=== Section Start ===
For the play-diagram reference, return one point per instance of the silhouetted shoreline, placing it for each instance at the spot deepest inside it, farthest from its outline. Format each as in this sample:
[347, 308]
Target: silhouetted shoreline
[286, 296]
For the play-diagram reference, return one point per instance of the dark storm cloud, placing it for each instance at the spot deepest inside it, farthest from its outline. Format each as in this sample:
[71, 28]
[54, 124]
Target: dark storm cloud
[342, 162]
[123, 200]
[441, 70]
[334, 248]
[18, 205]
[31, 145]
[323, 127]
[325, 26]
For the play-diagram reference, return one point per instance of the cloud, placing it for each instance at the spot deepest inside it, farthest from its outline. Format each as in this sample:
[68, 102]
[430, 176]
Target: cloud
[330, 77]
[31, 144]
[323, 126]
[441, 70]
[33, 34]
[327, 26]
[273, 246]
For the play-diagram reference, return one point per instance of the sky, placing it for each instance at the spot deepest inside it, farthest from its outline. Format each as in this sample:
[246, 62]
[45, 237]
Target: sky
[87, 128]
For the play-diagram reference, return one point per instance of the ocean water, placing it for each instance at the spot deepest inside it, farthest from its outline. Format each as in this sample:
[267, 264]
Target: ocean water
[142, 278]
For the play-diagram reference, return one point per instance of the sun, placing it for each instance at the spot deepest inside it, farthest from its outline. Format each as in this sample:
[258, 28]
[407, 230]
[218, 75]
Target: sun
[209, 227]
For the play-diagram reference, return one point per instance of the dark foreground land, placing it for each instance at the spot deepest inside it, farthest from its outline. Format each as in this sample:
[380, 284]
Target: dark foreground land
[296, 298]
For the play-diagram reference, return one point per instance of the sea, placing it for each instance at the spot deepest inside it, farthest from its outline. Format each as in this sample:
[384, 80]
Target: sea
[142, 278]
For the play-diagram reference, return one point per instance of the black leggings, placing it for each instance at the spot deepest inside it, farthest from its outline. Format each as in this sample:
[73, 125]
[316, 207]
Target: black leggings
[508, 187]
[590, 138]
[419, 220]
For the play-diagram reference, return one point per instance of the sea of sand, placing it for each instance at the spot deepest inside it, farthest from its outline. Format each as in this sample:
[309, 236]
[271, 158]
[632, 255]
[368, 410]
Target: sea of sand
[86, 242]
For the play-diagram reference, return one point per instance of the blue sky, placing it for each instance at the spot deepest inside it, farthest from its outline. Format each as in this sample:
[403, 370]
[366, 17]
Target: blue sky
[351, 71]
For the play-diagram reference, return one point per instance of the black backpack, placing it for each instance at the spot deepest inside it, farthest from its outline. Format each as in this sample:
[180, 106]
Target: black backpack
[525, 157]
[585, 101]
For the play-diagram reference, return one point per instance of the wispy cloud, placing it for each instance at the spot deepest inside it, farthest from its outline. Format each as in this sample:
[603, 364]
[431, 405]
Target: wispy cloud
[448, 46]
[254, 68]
=== Section End ===
• What needs to be done: Retype all of the material, exactly as written.

• Exercise output:
For the play-diagram reference, return one point per instance of the silhouetted shoreline, placing it for each instance at the spot deepest inside it, farthest from its outline. Format each as in this sample:
[347, 308]
Target: silhouetted shoreline
[286, 296]
For the play-diagram reference, return one point per instance of the dark storm cloud, placing it for each instance at the spot deepest inside it, farthest from its outline. Format each as in this sample:
[71, 28]
[54, 124]
Target: dark storm cloud
[342, 162]
[123, 200]
[441, 70]
[334, 248]
[18, 205]
[31, 145]
[323, 127]
[325, 26]
For the play-diagram reference, return one point per instance of the cloud, placing it for each instance at the spot deepest inside it, farthest from its outline. Format each as in this sample:
[68, 102]
[430, 176]
Target: cloud
[330, 77]
[31, 144]
[323, 126]
[441, 70]
[33, 34]
[327, 26]
[273, 246]
For the play-diagram reference, return one point per instance of the sky, placing it for each instance at the spot deepest inside it, farthest from its outline. Format each as in this sample:
[246, 62]
[45, 237]
Target: sky
[87, 128]
For the play-diagram reference, return one point per instance of the ocean water, placing it for each instance at the spot deepest inside it, farthest from its outline. Format each as in this sample:
[267, 264]
Target: ocean water
[142, 278]
For the play-diagram reference, return one point per instance of the sun, placing it for each instance at the spot deepest inside it, farthest from its outline. Format each as in this sample:
[258, 28]
[407, 230]
[218, 75]
Target: sun
[209, 227]
For the play-diagram reference, return one point per instance of the dark foreground land, placing it for each instance at the spot deepest inside it, farthest from its outline. Format each as in this sample:
[380, 284]
Target: dark foreground land
[296, 298]
For the play-diagram reference, return one point per instance of the sea, placing it for each instance at the spot deepest inside it, farthest from its outline. Format each as in this sample:
[384, 80]
Target: sea
[142, 278]
For the play-diagram reference, return one point per instance of the black leggings, placing it for each instance at the spot deepest inside it, farthest from its outline. Format each as in this sample:
[73, 125]
[316, 207]
Target: black leggings
[508, 187]
[590, 138]
[419, 220]
For the play-diagram reference, return one point per instance of the sea of sand, placing it for each instance at the spot deepest inside it, farthest from its outline. Format each as in this sample:
[309, 236]
[271, 158]
[632, 255]
[368, 410]
Target: sea of sand
[86, 242]
For the play-diagram reference, return one point per instance of the blue sky, placing it for each instance at the spot deepest inside it, farthest from its outline. Format each as in this sample:
[403, 370]
[366, 17]
Target: blue sky
[351, 71]
For the play-diagram reference, return one point per instance of the black backpack, placing it for each instance at the spot deepest inside it, farthest from its outline. Format each as in this sample:
[180, 106]
Target: black backpack
[525, 157]
[585, 101]
For the play-diagram reference, return one point per instance of the wispy cloud, placing it for each instance at the spot deepest inside it, farthest from its outline. Format each as in this sample:
[603, 364]
[431, 405]
Target: wispy cloud
[448, 46]
[254, 68]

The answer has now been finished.